(What is needed):
Take the data that follows and retype it word for word.

(Material for this task):
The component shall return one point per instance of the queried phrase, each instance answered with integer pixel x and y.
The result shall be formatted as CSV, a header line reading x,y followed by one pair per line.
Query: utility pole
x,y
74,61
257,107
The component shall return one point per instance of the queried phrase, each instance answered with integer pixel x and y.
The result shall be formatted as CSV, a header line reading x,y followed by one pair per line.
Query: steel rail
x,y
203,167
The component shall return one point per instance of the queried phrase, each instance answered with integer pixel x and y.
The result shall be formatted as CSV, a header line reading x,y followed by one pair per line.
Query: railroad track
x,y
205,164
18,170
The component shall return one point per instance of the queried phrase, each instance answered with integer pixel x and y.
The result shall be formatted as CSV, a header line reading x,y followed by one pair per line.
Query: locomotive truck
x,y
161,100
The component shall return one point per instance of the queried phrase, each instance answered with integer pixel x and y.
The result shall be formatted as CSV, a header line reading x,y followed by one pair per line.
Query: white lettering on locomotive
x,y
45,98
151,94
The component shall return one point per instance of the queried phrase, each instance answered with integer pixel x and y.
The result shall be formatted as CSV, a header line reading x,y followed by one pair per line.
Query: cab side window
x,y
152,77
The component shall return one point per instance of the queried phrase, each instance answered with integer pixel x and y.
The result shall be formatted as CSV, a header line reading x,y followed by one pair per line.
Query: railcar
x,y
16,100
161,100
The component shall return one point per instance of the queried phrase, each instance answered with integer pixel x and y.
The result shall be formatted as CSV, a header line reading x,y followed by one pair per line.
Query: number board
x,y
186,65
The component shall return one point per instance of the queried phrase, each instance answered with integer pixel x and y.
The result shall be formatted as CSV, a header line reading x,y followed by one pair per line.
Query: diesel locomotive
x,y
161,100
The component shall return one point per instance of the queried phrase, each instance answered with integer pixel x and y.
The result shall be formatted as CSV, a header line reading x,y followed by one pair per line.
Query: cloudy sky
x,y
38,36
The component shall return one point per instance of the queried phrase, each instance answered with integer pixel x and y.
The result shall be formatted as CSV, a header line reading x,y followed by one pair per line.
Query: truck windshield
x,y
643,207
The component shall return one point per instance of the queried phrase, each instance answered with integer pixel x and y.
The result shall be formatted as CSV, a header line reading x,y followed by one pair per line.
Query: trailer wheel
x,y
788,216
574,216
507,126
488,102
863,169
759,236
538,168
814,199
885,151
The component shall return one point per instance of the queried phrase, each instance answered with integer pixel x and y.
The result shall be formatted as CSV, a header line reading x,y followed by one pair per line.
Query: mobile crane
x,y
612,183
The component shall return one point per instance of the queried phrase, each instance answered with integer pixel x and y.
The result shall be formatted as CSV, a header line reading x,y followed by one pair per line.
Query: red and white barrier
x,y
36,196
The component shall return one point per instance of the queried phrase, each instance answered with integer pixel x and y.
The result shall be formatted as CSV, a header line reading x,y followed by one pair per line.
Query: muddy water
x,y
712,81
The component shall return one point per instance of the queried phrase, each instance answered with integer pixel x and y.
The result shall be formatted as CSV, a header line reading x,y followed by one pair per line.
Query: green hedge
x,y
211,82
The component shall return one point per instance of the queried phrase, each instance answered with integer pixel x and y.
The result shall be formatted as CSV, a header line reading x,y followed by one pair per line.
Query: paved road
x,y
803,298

(Result of this task):
The component shall return one point per instance of the queried phrase, each instance answered with integer pixel x and y.
The result shall be formatted as CSV, a header line reading x,y followed by one pair per line.
Query: utility pole
x,y
74,61
257,107
The component shall return one point per instance of the queried phrase, each instance answered with integer pixel x and y.
The result shall be formatted as CSV, a header line reading x,y followed by one pair per line.
Query: steel rail
x,y
203,167
The component shall return one point per instance of the queried phrase, each instance answered with integer pixel x and y.
The result shall be formatted as CSV, a header line reading x,y followed by one pair per line.
Query: railroad track
x,y
205,164
18,170
The component shall return one point per instance of the queried phrase, each instance answered with integer pixel x and y.
The result shall be formatted as CSV, a header line reading x,y followed by one pair per line.
Query: locomotive truck
x,y
161,100
The component shall return one point per instance of the queried phrase, each instance answered with integer pixel x and y.
The result shall be formatted as CSV, a header line reading x,y followed by one pair per line.
Query: white lettering on locomotive
x,y
45,98
151,94
The component shall return one point per instance of the queried phrase, each instance answered with integer pixel x and y.
The result shall be formatted as CSV, a header line reading x,y followed by one pair per line.
Query: cab side window
x,y
152,77
The component shall return one point per instance of the queried phrase, each instance answered with integer pixel x and y.
The result shall be formatted as CSV, a header line reading x,y followed by one pair per line.
Query: railcar
x,y
16,100
161,100
The component shall return one point per instance of the queried phrase, each instance answered with integer pixel x and y.
The result shall be formatted as CSV, a header line reading x,y followed by one pair per line.
Query: number board
x,y
186,65
The component shall return one point per instance of the queried phrase, each instance answered with integer pixel x and y.
The result shall be formatted as CSV, a header line reading x,y followed by one pair per line.
Query: diesel locomotive
x,y
161,100
The component shall return one point per instance of the queried phrase, each instance answered with integer pixel x and y.
The result shall be formatted as CSV, a header line reading x,y followed by one pair per line.
Query: cloudy sky
x,y
38,36
The component shall return one point per instance of the queried phrase, each instance answered with integer pixel x and y.
The result shall be formatted as CSV, a header line reading x,y followed by one pair per line.
Query: truck windshield
x,y
643,207
The component shall return one point per instance of the queried phrase, each instance answered with integer pixel x and y.
The result shall be formatted as CSV, a header line reading x,y followed by one pair per line.
Query: trailer wheel
x,y
788,216
574,216
507,126
488,102
863,169
759,236
538,168
814,199
885,151
The component shall return one point per instance of the queried phrase, each instance answered with integer pixel x and y.
The result shall be formatted as CSV, a header line reading x,y followed by one pair per line.
Query: mobile crane
x,y
612,183
The component shall return one point per instance of the queried phrase, each instance answered with integer pixel x and y.
The result shall be formatted as CSV, a header line reading x,y followed by one pair per line.
Query: red and white barrier
x,y
36,196
The component shall return one point per instance of the queried phrase, each instance answered with integer pixel x and y.
The result shall be formatted as CSV, a header line reading x,y followed by one pair per line.
Query: muddy water
x,y
712,81
The component shall return one point per instance of the queried phrase, each instance answered with integer pixel x and y.
The result shall be formatted as CSV, a header line reading x,y followed by one pair per line.
Query: green hedge
x,y
211,82
The component shall return one point per instance of the queried phrase, each instance answered with integer pixel x and y.
The result shall be formatted as CSV, a header line reading x,y followed by one pair per line.
Query: paved road
x,y
803,298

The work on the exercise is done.